◆ **GIVEN TASK**
Reproduce verbatim the records from the line containing "The client would like the distant" through the line containing "[0,0,428,151]", both ends included, and omit the pictures from your output.

◆ **SOURCE RECORDS**
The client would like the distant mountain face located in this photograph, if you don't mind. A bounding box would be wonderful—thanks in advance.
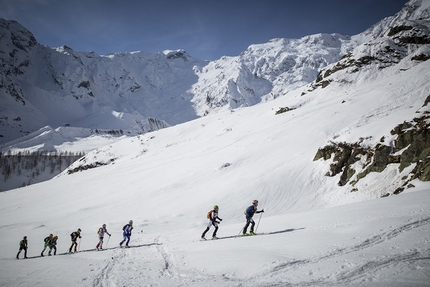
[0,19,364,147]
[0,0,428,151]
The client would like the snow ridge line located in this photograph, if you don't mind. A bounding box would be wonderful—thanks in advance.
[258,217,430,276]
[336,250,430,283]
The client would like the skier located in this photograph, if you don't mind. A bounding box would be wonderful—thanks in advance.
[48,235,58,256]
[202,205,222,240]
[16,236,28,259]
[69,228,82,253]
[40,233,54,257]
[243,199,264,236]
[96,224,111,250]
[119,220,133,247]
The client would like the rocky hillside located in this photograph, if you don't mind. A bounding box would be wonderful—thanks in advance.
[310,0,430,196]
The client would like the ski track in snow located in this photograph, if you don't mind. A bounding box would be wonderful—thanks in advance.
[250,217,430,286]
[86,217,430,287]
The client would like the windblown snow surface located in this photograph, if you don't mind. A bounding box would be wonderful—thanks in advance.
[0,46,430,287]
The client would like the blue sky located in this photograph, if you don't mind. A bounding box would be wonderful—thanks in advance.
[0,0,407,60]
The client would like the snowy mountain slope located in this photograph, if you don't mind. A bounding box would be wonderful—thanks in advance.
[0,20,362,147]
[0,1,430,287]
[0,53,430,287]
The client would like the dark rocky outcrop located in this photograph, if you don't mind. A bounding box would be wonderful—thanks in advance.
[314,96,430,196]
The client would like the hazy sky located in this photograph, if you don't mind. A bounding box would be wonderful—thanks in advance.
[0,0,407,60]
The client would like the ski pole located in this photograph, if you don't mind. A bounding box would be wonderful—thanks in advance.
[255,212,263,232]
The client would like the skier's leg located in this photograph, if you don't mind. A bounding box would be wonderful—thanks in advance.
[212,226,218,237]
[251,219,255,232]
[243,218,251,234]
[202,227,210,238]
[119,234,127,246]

---

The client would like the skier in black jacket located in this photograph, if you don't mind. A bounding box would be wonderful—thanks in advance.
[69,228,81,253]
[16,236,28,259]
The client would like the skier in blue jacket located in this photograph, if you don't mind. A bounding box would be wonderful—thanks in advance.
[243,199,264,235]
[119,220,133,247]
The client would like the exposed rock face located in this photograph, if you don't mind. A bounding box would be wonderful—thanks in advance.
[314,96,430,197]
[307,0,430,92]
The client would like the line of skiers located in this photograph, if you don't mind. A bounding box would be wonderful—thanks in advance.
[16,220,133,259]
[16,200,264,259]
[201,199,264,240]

◆ **IN RESPONSE**
The client would like the distant mountain face located in this photograph, if you don't mind. A bounding box would be wonderful—thanks in advance.
[0,19,364,147]
[0,0,428,151]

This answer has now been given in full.